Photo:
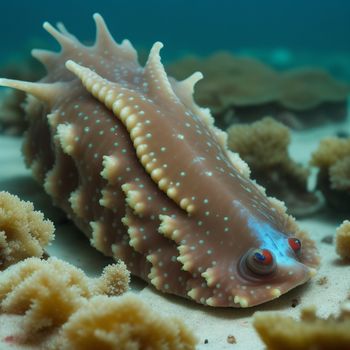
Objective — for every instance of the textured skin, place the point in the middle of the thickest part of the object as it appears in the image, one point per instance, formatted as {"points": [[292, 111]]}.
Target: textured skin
{"points": [[142, 171]]}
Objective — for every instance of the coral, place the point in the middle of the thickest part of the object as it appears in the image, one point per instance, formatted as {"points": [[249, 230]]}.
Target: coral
{"points": [[122, 323], [143, 172], [244, 89], [23, 231], [342, 240], [333, 161], [64, 309], [264, 146], [311, 332], [48, 292]]}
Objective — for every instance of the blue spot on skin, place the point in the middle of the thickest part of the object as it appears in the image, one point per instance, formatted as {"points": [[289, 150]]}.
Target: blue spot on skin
{"points": [[269, 238]]}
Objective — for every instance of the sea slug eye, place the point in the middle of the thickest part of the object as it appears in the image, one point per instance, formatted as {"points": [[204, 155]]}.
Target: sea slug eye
{"points": [[295, 244], [261, 261]]}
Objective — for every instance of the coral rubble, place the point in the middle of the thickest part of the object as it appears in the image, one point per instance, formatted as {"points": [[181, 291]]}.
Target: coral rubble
{"points": [[264, 146], [332, 158], [48, 292], [23, 231], [244, 89], [64, 309], [311, 332]]}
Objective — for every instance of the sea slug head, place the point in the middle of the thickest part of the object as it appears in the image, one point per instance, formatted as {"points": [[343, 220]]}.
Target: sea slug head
{"points": [[273, 260]]}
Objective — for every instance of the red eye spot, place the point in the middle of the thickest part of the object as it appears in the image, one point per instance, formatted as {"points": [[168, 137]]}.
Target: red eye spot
{"points": [[263, 256], [295, 244]]}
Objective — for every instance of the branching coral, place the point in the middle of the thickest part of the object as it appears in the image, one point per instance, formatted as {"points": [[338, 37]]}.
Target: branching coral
{"points": [[311, 332], [264, 146], [333, 160], [122, 323], [342, 240], [240, 88], [23, 231], [48, 292], [54, 295]]}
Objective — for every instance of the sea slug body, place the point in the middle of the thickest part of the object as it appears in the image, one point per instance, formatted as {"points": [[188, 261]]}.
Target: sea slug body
{"points": [[142, 170]]}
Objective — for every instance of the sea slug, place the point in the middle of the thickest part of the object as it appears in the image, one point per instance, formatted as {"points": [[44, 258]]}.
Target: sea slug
{"points": [[141, 169]]}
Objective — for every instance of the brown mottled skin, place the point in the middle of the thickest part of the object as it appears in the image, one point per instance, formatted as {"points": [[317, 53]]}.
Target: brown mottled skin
{"points": [[141, 170]]}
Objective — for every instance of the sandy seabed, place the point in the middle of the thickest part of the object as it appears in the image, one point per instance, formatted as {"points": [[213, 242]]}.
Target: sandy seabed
{"points": [[327, 290]]}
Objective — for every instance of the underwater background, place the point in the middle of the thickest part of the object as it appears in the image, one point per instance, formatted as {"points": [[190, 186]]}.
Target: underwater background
{"points": [[277, 30]]}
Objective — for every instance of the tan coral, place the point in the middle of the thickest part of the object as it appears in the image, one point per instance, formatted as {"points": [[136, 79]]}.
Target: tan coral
{"points": [[311, 332], [244, 88], [329, 151], [23, 231], [264, 146], [123, 323], [333, 160], [48, 292], [342, 240]]}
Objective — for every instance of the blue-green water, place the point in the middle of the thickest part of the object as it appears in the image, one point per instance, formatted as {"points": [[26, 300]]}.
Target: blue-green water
{"points": [[200, 26]]}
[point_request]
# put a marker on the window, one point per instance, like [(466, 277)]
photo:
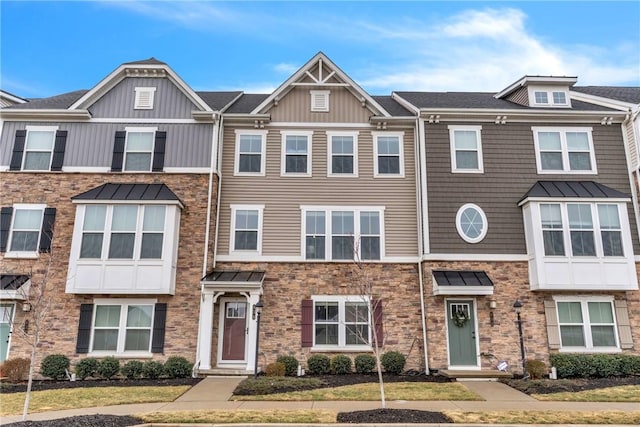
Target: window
[(320, 100), (388, 154), (144, 98), (567, 150), (353, 233), (246, 228), (471, 223), (296, 153), (133, 232), (342, 153), (341, 322), (587, 324), (120, 328), (466, 149), (250, 153)]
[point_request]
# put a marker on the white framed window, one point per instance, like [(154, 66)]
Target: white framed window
[(296, 153), (587, 324), (471, 223), (122, 326), (138, 151), (38, 148), (116, 232), (246, 228), (564, 150), (466, 149), (250, 153), (582, 229), (144, 98), (342, 233), (342, 154), (319, 100), (388, 154), (341, 321)]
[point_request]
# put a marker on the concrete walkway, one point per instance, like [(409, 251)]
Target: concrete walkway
[(215, 392)]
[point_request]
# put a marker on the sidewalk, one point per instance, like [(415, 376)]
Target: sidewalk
[(215, 392)]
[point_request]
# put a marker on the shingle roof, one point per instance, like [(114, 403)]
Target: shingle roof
[(135, 192), (620, 93), (586, 189)]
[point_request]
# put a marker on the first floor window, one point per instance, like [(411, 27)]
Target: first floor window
[(587, 324)]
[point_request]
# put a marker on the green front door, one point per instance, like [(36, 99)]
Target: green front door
[(6, 316), (462, 334)]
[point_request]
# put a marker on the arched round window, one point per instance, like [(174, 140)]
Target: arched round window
[(471, 223)]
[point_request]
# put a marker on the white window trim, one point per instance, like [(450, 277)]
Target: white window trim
[(583, 300), (283, 156), (122, 302), (400, 136), (565, 152), (29, 129), (454, 166), (138, 92), (25, 254), (341, 300), (263, 152), (232, 238), (459, 225), (357, 210), (330, 135)]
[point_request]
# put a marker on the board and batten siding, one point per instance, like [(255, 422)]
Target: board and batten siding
[(283, 196), (169, 102), (91, 144), (509, 172)]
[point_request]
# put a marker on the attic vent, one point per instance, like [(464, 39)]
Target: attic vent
[(144, 98), (319, 100)]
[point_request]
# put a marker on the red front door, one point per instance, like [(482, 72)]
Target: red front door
[(235, 330)]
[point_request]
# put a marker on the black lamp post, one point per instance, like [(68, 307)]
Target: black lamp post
[(258, 311), (518, 307)]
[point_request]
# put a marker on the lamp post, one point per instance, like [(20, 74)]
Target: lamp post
[(518, 307), (258, 311)]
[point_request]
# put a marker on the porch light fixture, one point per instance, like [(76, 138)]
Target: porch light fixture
[(257, 311), (517, 306)]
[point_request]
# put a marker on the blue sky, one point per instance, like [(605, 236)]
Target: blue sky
[(48, 48)]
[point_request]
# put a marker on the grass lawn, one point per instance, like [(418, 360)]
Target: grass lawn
[(371, 391), (625, 393), (55, 400)]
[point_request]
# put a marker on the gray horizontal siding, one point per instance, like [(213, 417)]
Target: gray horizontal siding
[(509, 172), (282, 196), (91, 144), (169, 101)]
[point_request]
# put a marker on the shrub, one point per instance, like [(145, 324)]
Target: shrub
[(152, 369), (393, 362), (55, 366), (365, 363), (318, 364), (17, 369), (86, 368), (177, 367), (275, 369), (290, 365), (108, 367), (537, 369), (341, 364), (132, 369)]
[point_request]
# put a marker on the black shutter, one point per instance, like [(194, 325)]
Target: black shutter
[(118, 151), (159, 322), (58, 150), (18, 150), (84, 328), (47, 229), (158, 151), (5, 225)]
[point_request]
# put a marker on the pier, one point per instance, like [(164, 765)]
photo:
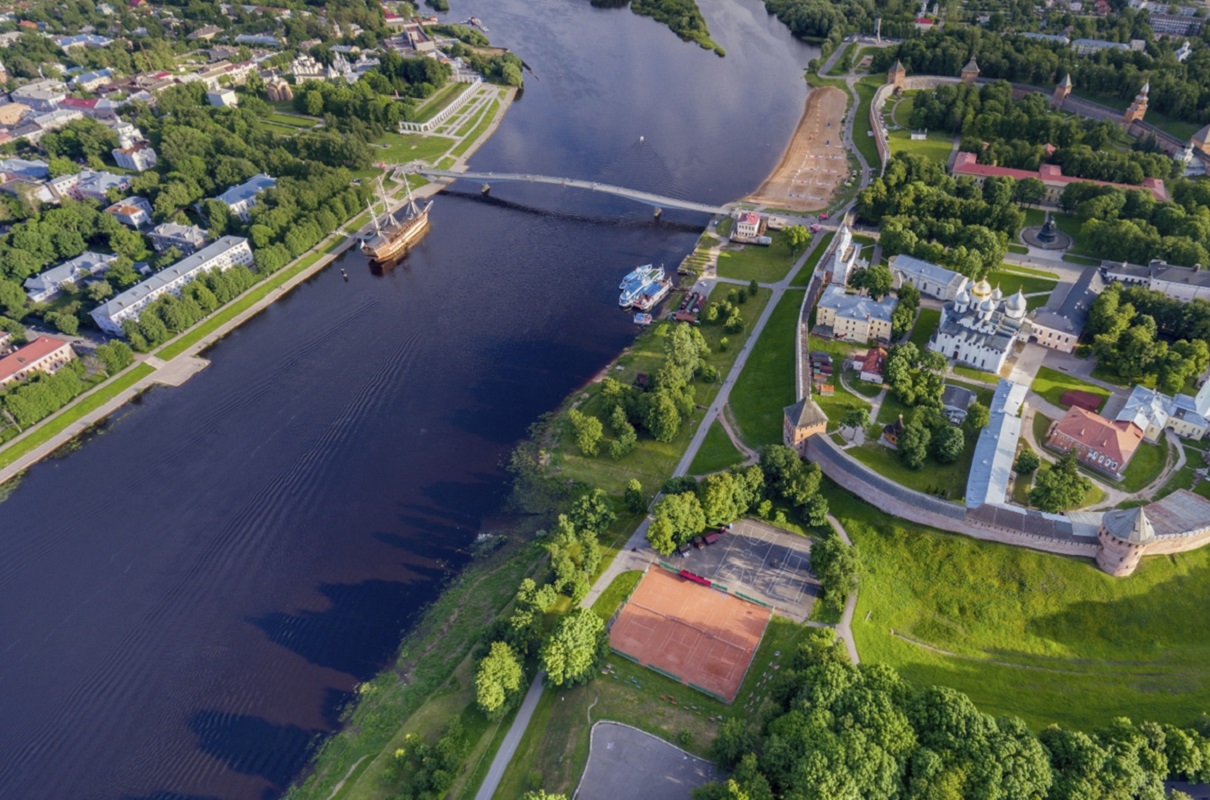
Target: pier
-.-.-
WORK TO BE COMPLETED: Retype all of the entries exactly as written, leaving out any images.

EXERCISE RESULT:
Photo:
Objective — for every instance of the textured skin, place the point in the middle of the thickest part of the object as it appears in the image, one point per instance, formatted as {"points": [[292, 111]]}.
Target: textured skin
{"points": [[142, 171]]}
Objective — for every instance of the coral, place the point in the middle of the thickest part of the object as it appears in the image, one point per instance, formatted as {"points": [[249, 230]]}.
Target: coral
{"points": [[122, 323], [143, 172], [244, 89], [23, 231], [342, 240], [333, 161], [64, 309], [264, 146], [311, 332], [48, 292]]}
Objective — for every instance of the blue spot on skin, place the point in the middle of the thickest part of the object as it appears in the image, one point per instance, formatted as {"points": [[289, 150]]}.
Target: blue spot on skin
{"points": [[269, 238]]}
Objective — for every instance of the sea slug eye, place the point in the middle of the thickest part of the object as it appears in the image, one point per instance, formatted as {"points": [[204, 155]]}.
Target: sea slug eye
{"points": [[295, 244], [261, 261]]}
Objective — for every instance of the coral rubble, place the point in the middle of the thickest part of the object as it appears in the image, one point per instance, formatted as {"points": [[181, 291]]}.
Target: coral rubble
{"points": [[264, 146], [332, 158], [48, 292], [23, 231], [244, 89], [64, 309], [311, 332]]}
Objective — for every instance of the sea slug head, place the point in the middle of the thickest part of the object as it appears in the image, one point per instance, formatted as {"points": [[343, 220]]}.
Target: sea slug head
{"points": [[273, 260]]}
Objective — for every instance of the red eye spot, place the point in the middle of the thickest part of the object as it appears in the image, one point per instance, formatted as {"points": [[168, 137]]}.
Target: red eye spot
{"points": [[263, 256], [295, 244]]}
Objective — for every instance of the branching coral, place the point in the middle of the thickest part of the object as it appears in the image, one point per instance, formatted as {"points": [[338, 37]]}.
Target: branching coral
{"points": [[311, 332], [264, 146], [333, 160], [122, 323], [342, 240], [240, 88], [23, 231], [48, 292], [54, 295]]}
Objective — for every instance of the sea slug body, place the point in the middle of the thickest part of the object as it appears in the image, one point per instance, formatted as {"points": [[188, 261]]}.
Target: sea slug body
{"points": [[142, 170]]}
Objective — for every instance of the sea slug, place the point in the middle of the thickest part of the object as it appears in the image, one point per instance, formatted as {"points": [[44, 258]]}.
Target: sea slug
{"points": [[141, 169]]}
Objective — for every instance of the brown mottled skin, place the point in the middle of the thickest part of the object as it appears in the image, one point per instance, formatted as {"points": [[317, 53]]}.
Target: brown mottled skin
{"points": [[141, 170]]}
Objective — for every instance of the sandy seabed, place the point in the middle of the thickest part of the object as it appears in the image, one point per instance, formatted as {"points": [[213, 242]]}.
Target: sandy seabed
{"points": [[327, 290]]}
Objective — for every instance of the underwater background, place the point in the middle of the thickest part of the object as it appears in the image, one point per instance, formatted as {"points": [[190, 186]]}.
Target: underwater background
{"points": [[277, 30]]}
Objective — for every instance of the tan coral, place the point in the middle of the thickest part of the object as it appears in the image, one point per instance, formatted as {"points": [[136, 79]]}.
Target: tan coral
{"points": [[311, 332], [244, 88], [329, 151], [23, 231], [264, 146], [123, 323], [333, 160], [48, 292], [342, 240]]}
Objective — for every instance of the blue-green water, place the point in the middle of the thickest part of the object as it appears in the image, one point per instance, formatted as {"points": [[26, 300]]}.
Target: blue-green water
{"points": [[200, 26]]}
[point_request]
# put a marker on the window, one point per instance, like [(466, 277)]
photo:
Target: window
[(320, 100), (388, 154), (144, 98), (567, 150), (353, 233), (246, 228), (471, 223), (296, 153), (133, 232), (342, 153), (341, 322), (587, 324), (120, 328), (466, 149), (250, 153)]
[point_request]
# put a marker on the white framed window, one point per instance, like [(154, 66)]
Target: white framed window
[(296, 153), (587, 324), (471, 223), (122, 326), (138, 151), (38, 148), (116, 232), (246, 228), (564, 150), (466, 149), (250, 153), (582, 229), (144, 98), (342, 233), (342, 154), (319, 100), (388, 154), (341, 321)]
[point_request]
# put a marker on the concrete walkway, one point per instance, like [(409, 251)]
Target: concrete walkway
[(215, 392)]
[point_request]
# put a marker on the sidewalk, one point per instance, like [(415, 376)]
Target: sidewalk
[(215, 392)]
[point_request]
# put a marker on the shingle roof, one point per instance, like [(114, 403)]
Target: shingle roof
[(135, 192), (620, 93), (586, 189)]
[point_request]
# put a marker on the first floor window, one point per instance, like [(411, 27)]
Target: first floor window
[(587, 324)]
[point_request]
# put a marker on the green front door, one point per instance, like [(36, 99)]
Target: green front door
[(6, 316), (462, 334)]
[point_request]
# put a marker on the arched round window, one point per instance, like [(174, 140)]
Target: arched round window
[(471, 223)]
[point_request]
# put a marker on the white window trim, one point per instance, like [(450, 277)]
Target: white window trim
[(583, 300), (283, 156), (122, 302), (400, 136), (565, 152), (29, 129), (454, 166), (138, 92), (25, 254), (341, 300), (263, 152), (232, 238), (459, 225), (357, 210), (330, 135)]
[point_request]
# put a marker on the board and batten siding, one point per instance, like [(255, 422)]
Target: board and batten siding
[(283, 196), (169, 102), (91, 144), (509, 172)]
[point_request]
# put a marker on the attic vent, one point per instance, like [(464, 39)]
Target: attic vent
[(144, 98), (319, 100)]
[point_request]
# put a marker on the red front door, one point per instance, like [(482, 72)]
Target: red front door
[(235, 330)]
[point_request]
# put a marker on the black lamp post, one point per instance, like [(68, 307)]
Target: black lamp post
[(258, 311), (518, 307)]
[point_request]
# put a marker on the lamp post, one point per instance, like [(20, 74)]
Target: lamp post
[(518, 307), (258, 311)]
[point_request]
# put a marker on the porch light fixture, one point per instance, like [(76, 138)]
Target: porch light fixture
[(257, 311), (517, 306)]
[point_request]
# put a marker on the blue sky, one point per instance, like [(605, 236)]
Target: blue sky
[(48, 48)]
[point_request]
# put a marker on the grass lawn, one point per instance, like [(418, 360)]
Target: grass lawn
[(371, 391), (625, 393), (55, 400)]
[point_request]
# put a marker on the gray horizontal siding, one point per instance, like [(213, 417)]
Target: gray horizontal siding
[(509, 172), (282, 196), (91, 144), (169, 101)]
[point_request]
# put a marker on the shrub, one point per instance, like [(145, 324)]
Target: shrub
[(152, 369), (393, 362), (55, 366), (365, 363), (318, 364), (17, 369), (86, 368), (177, 367), (275, 369), (290, 365), (108, 367), (537, 369), (341, 364), (132, 369)]
[point_request]
# put a marker on the black shutter, one point per instance, like [(194, 325)]
Target: black shutter
[(118, 151), (159, 322), (58, 150), (18, 150), (84, 328), (47, 229), (158, 151), (5, 225)]
[point_request]
# put a marker on the pier, one point per instance, like [(164, 765)]
photo:
Target: pier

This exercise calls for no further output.